EXERCISE BRIEF: Nothing but an exact repeat of the entries below should appear in your answer.

☆ ☆ ☆ ☆ ☆ ☆ ☆

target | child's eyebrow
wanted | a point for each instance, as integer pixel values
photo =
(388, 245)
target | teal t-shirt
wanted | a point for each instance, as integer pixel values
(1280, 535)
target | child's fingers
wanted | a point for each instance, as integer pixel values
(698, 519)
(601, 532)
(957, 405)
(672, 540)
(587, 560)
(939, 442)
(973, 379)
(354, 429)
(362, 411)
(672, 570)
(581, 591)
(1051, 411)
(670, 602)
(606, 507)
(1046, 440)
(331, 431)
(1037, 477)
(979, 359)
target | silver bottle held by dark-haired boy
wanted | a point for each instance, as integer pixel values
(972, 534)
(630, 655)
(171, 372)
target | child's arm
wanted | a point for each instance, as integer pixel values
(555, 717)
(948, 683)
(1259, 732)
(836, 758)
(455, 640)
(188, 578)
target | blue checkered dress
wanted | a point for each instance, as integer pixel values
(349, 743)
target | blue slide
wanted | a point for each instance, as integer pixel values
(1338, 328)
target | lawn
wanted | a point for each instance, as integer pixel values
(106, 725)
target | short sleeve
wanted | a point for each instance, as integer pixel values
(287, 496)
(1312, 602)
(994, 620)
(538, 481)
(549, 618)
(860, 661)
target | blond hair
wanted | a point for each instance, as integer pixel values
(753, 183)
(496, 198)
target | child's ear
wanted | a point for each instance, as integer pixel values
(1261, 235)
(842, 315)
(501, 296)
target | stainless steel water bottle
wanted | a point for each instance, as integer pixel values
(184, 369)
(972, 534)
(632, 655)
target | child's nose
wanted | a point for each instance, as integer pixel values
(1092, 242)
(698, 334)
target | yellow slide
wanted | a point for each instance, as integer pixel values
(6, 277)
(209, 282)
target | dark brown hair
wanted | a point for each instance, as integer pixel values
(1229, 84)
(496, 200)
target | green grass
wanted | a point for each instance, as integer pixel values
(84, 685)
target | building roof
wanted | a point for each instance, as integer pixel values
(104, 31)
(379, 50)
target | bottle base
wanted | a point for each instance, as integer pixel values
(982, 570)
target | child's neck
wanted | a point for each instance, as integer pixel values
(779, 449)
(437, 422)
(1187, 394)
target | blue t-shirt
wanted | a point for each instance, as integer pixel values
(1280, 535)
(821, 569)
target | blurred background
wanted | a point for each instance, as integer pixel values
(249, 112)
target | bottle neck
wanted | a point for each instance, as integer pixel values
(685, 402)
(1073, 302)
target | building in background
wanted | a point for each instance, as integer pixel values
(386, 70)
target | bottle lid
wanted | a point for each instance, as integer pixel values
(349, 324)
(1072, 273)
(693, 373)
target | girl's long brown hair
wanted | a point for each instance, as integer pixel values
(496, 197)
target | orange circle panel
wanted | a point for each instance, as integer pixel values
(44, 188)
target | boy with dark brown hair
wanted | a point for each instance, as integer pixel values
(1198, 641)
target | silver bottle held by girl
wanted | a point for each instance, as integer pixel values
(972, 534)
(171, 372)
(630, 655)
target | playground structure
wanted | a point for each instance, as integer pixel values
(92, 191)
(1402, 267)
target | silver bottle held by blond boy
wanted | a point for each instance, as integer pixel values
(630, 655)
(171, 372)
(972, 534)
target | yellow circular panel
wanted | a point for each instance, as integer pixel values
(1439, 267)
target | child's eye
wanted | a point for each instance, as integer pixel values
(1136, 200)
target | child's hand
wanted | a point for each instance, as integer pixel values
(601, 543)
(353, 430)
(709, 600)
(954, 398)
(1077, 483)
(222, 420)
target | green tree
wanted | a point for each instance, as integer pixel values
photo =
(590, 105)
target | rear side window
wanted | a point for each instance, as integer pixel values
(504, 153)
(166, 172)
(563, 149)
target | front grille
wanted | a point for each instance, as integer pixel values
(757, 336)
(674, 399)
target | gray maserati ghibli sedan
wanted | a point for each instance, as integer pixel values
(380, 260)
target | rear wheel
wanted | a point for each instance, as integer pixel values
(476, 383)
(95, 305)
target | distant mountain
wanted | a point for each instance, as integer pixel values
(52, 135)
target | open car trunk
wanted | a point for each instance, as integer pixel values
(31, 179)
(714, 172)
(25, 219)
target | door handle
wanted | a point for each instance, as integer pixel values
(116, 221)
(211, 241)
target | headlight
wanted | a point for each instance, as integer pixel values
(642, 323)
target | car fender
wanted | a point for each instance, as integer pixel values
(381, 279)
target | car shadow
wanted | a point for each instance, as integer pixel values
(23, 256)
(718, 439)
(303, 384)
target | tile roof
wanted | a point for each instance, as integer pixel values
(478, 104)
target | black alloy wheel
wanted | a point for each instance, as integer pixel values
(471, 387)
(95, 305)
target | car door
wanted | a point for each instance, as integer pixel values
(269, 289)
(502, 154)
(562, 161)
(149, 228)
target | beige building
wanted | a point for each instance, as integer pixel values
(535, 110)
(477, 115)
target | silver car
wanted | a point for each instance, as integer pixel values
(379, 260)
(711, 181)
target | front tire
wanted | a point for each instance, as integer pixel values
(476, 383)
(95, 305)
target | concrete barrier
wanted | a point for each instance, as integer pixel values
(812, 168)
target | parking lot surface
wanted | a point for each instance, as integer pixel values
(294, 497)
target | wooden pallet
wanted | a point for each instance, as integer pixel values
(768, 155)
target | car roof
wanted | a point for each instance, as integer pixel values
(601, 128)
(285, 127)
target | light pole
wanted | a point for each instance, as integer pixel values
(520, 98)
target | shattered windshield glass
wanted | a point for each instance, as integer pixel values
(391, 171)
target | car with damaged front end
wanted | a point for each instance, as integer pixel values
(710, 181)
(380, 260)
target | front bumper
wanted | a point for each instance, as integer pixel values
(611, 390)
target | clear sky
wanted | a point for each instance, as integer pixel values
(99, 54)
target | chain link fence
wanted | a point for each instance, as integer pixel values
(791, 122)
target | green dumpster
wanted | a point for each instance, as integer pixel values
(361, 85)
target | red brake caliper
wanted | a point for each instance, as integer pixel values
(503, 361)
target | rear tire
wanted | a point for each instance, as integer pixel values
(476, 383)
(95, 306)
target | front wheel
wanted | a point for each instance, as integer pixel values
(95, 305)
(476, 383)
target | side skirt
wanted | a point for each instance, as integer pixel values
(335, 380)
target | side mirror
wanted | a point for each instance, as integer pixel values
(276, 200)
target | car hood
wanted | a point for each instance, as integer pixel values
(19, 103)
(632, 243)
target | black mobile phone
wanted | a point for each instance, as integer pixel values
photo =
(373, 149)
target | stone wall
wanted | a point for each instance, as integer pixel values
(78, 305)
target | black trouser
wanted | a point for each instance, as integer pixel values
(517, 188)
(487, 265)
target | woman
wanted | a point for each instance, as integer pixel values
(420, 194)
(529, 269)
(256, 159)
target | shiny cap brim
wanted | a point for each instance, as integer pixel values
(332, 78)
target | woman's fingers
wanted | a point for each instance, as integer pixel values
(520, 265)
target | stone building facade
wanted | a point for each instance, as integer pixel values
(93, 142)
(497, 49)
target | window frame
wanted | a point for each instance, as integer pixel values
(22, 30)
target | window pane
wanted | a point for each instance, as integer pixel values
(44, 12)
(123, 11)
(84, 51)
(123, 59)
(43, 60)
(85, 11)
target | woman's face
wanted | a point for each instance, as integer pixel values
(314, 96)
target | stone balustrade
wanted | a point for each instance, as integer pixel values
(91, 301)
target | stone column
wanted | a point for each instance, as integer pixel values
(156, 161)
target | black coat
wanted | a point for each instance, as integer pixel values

☆ ☆ ☆ ☆ ☆ ☆ ☆

RESULT BELOW:
target | child's eyebrow
wanted | a point for each instance, as integer pixel values
photo =
(388, 245)
target | teal t-shirt
wanted | a point for each instance, as integer pixel values
(1280, 535)
target | child's fingers
wanted | a point for each instance, as integer pixel values
(698, 519)
(601, 532)
(957, 405)
(672, 540)
(587, 560)
(939, 442)
(973, 379)
(354, 429)
(362, 411)
(672, 570)
(581, 591)
(1051, 411)
(670, 602)
(606, 507)
(1046, 440)
(331, 431)
(1037, 477)
(979, 359)
target | silver bottle held by dark-haired boy
wanted | a point for each instance, as integer pixel values
(972, 534)
(630, 655)
(171, 372)
target | child's arm
wanted | a point for each instance, as integer pixel values
(555, 717)
(948, 683)
(1259, 732)
(836, 758)
(455, 640)
(188, 578)
target | blue checkered dress
wanted | a point for each instance, as integer pixel values
(349, 743)
target | blue slide
wanted | a point for each instance, as integer pixel values
(1338, 328)
target | lawn
wanted | a point for each instance, as integer pixel values
(106, 725)
target | short sleeve
wanted | a point for each instance, as integer pixel values
(287, 496)
(1312, 602)
(994, 620)
(538, 481)
(549, 618)
(860, 661)
target | blond hair
wanted | a point for each instance, as integer pixel values
(753, 183)
(496, 198)
target | child's ear
wanted | a point for each instance, as integer pixel values
(1261, 235)
(842, 315)
(501, 296)
target | stainless steel water bottle
wanted | a point for each instance, as integer pixel values
(184, 369)
(972, 534)
(632, 655)
target | child's nose
wanted | a point for each instance, as integer pixel values
(1092, 242)
(698, 334)
target | yellow slide
wanted | a point for each instance, as integer pixel values
(6, 277)
(209, 282)
target | dark brown hair
wanted | a point for each instance, as integer pixel values
(1229, 84)
(496, 200)
target | green grass
wanted | a point for each instance, as integer pixel values
(84, 685)
target | building roof
wanted | a point for each instance, as integer pixel values
(104, 31)
(379, 50)
target | bottle base
wanted | a point for each instance, as integer pixel values
(982, 570)
target | child's neck
wanted | a point for each instance, as integer pixel values
(779, 449)
(437, 422)
(1187, 394)
target | blue t-shirt
wanted | a point for each instance, as integer pixel values
(1280, 535)
(821, 569)
target | blurred background
wanted | a point for each instance, as integer pixel values
(249, 112)
target | bottle neck
wanted | a point for each instance, as integer pixel values
(685, 402)
(1073, 302)
target | building in background
wanted | a point for each instance, as integer pixel values
(386, 70)
target | bottle lid
wanted | a point for each instance, as integer pixel values
(349, 324)
(1072, 273)
(693, 373)
target | girl's long brown hair
wanted | a point for each instance, as integer pixel values
(496, 197)
target | orange circle panel
wanted | a point for each instance, as integer pixel values
(44, 188)
target | boy with dark brown hair
wanted | a point for each instance, as integer pixel values
(1198, 641)
target | silver bottle held by girl
wanted | a point for each instance, as integer pixel values
(972, 534)
(171, 372)
(630, 655)
target | playground structure
wanted | a point for each instance, as integer pixel values
(92, 191)
(1402, 267)
target | silver bottle held by blond boy
wanted | a point for each instance, as integer pixel values
(630, 655)
(171, 372)
(972, 534)
target | yellow circular panel
wanted | a point for each instance, as integer pixel values
(1439, 267)
target | child's eye
wanted | a point for each instance, as integer pixel values
(1136, 200)
target | child's hand
wanted | a point for each instance, as integer pixel values
(601, 543)
(353, 430)
(709, 600)
(954, 398)
(1077, 483)
(222, 420)
target | green tree
wanted | a point for each instance, as integer pixel values
photo =
(590, 105)
target | rear side window
wanted | a point for each instance, as integer pixel values
(504, 153)
(166, 172)
(563, 149)
target | front grille
wanted | a point for each instance, as integer pixel values
(757, 336)
(674, 399)
target | gray maserati ghibli sedan
wanted | a point for each instance, as integer pixel values
(380, 260)
target | rear wheel
wanted | a point for each instance, as integer pixel values
(476, 383)
(95, 305)
target | distant mountain
wanted | a point for each instance, as integer pixel values
(52, 135)
target | open car trunk
wanted | a point for each instance, as integer pixel values
(31, 179)
(714, 172)
(25, 219)
target | door handle
wanted | a point for each instance, as integer pixel values
(116, 221)
(211, 241)
target | headlight
wanted | a point for each instance, as integer pixel values
(642, 323)
target | car fender
wanted | a point for each instance, as integer pixel values
(381, 279)
target | car shadow
wanted | a point for each instance, as integer pixel values
(23, 256)
(718, 439)
(303, 384)
target | tile roof
wanted | a point for each instance, as integer pixel values
(478, 104)
target | black alloy wheel
wanted | a point for each instance, as integer pixel values
(471, 387)
(95, 305)
target | car door
wanted | a point for each instance, as integer pixel values
(269, 289)
(502, 154)
(562, 161)
(149, 228)
target | beige building
wanted | a point for each instance, as integer pixel values
(535, 110)
(477, 115)
target | silver car
wanted | a point for each instance, as integer pixel values
(379, 260)
(711, 181)
target | front tire
wanted | a point for each instance, as integer pixel values
(476, 383)
(95, 305)
target | concrete barrier
wanted | a point for each instance, as integer pixel values
(812, 168)
target | parking lot surface
wanted | a point for each instance, as integer pixel values
(294, 497)
target | wooden pallet
wanted | a point for each instance, as integer pixel values
(768, 155)
target | car roof
wanted | a point for each instance, as integer pixel values
(601, 128)
(285, 127)
target | light pole
wanted | a point for each instance, as integer pixel values
(520, 98)
target | shattered windshield glass
wanted | a point for each instance, as integer pixel values
(391, 171)
target | car with damaged front end
wanted | a point for each instance, as integer pixel values
(710, 181)
(380, 260)
target | front bumper
wanted | a point for each instance, as integer pixel values
(611, 390)
target | clear sky
wanted | a point for each instance, as integer pixel values
(99, 54)
target | chain link fence
wanted | a point for each instance, as integer pixel values
(791, 122)
target | green dumpster
wanted | a point for each instance, as integer pixel values
(361, 85)
target | red brake caliper
wanted | a point for each instance, as integer pixel values
(503, 361)
target | rear tire
wanted | a point for each instance, as integer pixel values
(476, 383)
(95, 306)
target | front wheel
wanted | a point for each instance, as integer pixel values
(95, 305)
(476, 383)
target | side skirt
wanted | a point for each instance, as integer pixel values
(335, 380)
target | side mirror
wanted | a point for each instance, as integer pixel values
(276, 200)
target | car hood
wanted | a point for each instance, as integer pixel values
(19, 103)
(632, 243)
target | black mobile phone
wanted | a point for each instance, as integer pixel values
photo =
(373, 149)
target | stone wall
wanted | a point for each instance, as integer pixel values
(78, 305)
target | black trouser
wanted | a point for each instance, as integer pixel values
(517, 188)
(487, 265)
target | woman
wanted | a point for each instance, as integer pixel values
(420, 194)
(529, 269)
(256, 159)
target | shiny cap brim
wanted | a point for each instance, as integer pixel values
(332, 78)
target | woman's fingers
wanted | a point for each instance, as integer pixel values
(520, 265)
target | stone building facade
wanted | a point for each instance, as integer pixel values
(93, 142)
(497, 49)
target | window frame
wanted | a point for each instance, as integer pixel values
(22, 30)
target | window pane
wanted | a point for each instance, as integer pixel values
(44, 12)
(123, 11)
(84, 51)
(123, 59)
(43, 60)
(85, 11)
target | woman's face
wanted | a point for each instance, as integer pixel values
(314, 96)
target | stone balustrade
wanted | a point for each instance, as integer pixel values
(91, 301)
target | stone column
wanted | a point for each instance, as integer pixel values
(156, 161)
target | black coat
wanted | a point for each instance, as integer pixel values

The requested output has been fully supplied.